» Supplied text:
Start

This post has already been read 4041 times!
It seems Saunderson’s Vindictive Judicial Inquiry (SVJI) is eating up taxpayer money rapidly, with a little help from other town departments. It was originally estimated to cost taxpayers between $2 and $6 million – and now it seems that could be much more thanks to this latest farcical chapter.
Saunderson’s Vindictive Judicial Inquiry needs space, not just your cash, to conduct its business. Lots of space, it seems. The SVJI crew had set up shop in town hall, and were occupying office real estate therein, but it wasn’t enough: they needed room to expand. With space in the building already at a premium, they looked around town for some larger, commercial space to occupy. Space to spread out all that paperwork and put up posters of Saunderson’s Most Wanted (aka the previous council).
And last month, the SVJI people found just the space they needed in the Sheffer Court building. The town sighed a quiet ‘hooray’ and promptly signed a lease for them. Everyone in town hall eagerly looked forward to the move so they could get their desks and copiers back. Until someone in the Saunderson cabal caught wind of the new address.
It seems that’s the building once occupied by the Block’s antichrist, Paul Bonwick. And even through he’s long gone, the Block fear Bonwickism is a transmittable ailment that might lead to brotherly associations with the mayor – one of The Block’s principal targets of their bile and hatred this term. Or maybe it’s his Liberalism that could be catching. Heaven forbid: the SVJI members might start hanging pictures of Justin Trudeau or even Jean Chretien on the walls.

End

» Problem details:
Continue the post about the judicial inquiry's search for office space, picking up right after its last sentence.

» Record set:
Start

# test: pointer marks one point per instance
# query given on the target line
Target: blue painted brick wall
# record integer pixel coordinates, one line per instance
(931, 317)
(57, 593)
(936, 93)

End

» Exercise answer:
Either way, someone had a hissy fit over the closeness of the SVJI to the ghost of Bonwick past.
In full Blockish “sky-is-falling” mode they ran into town hall screaming hysterically, and demanded the move be stopped. Now! This instant! Cancel the deal! Cluck, cluck, the sky is falling!
But the landlord said, No way. We had a deal. You signed a lease; the offices are yours for the year. And he wouldn’t let the town off the hook. So tenant or not, taxpayers still had to pay for the offices. And the SVJI still needed space.
The solution was worthy of the Marx Brothers : move the town’s entire treasury department and staff out of town hall and into the offices instead. That’s right: take all of the people, furniture, phones, computers, copiers, files, chairs, desks,filing cabinets, Rolodex cards and printers they needed to function and move them down the block. Then install security locks, new phone lines, and new internet and network cables both there and in town hall for the SVJI folk. And, of course, we taxpayers shoulder the moving and installation costs.
It’s not Saunderson’s money, so why should he care? After all, he and his minions have raised your taxes four times this term already – another four years of him will provide the opportunity for another four tax hikes to pay for their wild spending habits. And, of course, for their mandatory pay raises they vote themselves each time they raise your taxes.
Surely the treasury department is as vulnerable to the taint of Bonwickism as the SVJI staff, but the Block don’t seem to have noticed that little inconsistency in their plan during their collective cluck, cluck, clucking.
Now every time the administration needs to ask a casual question about, say, the budget, or get some number on a spreadsheet clarified, or ask for a report, they can’t just walk ten metres to the department and ask someone. They can’t sit across a desk and sip coffee while they discuss town finances. No: now they have to trundle 200-plus metres down the street to the temporary location for an answer. Not bad now, but think of that trip in winter.
Payments made at the town hall front desk will have to be tallied there and the totals walked down the street every night to be entered into the books. Taxpayers who ask questions about their taxes will be directed to leave town hall and walk south to get them. Every time treasury people are required in a staff meeting, they’ll have to leave early to have enough time to get to the meeting.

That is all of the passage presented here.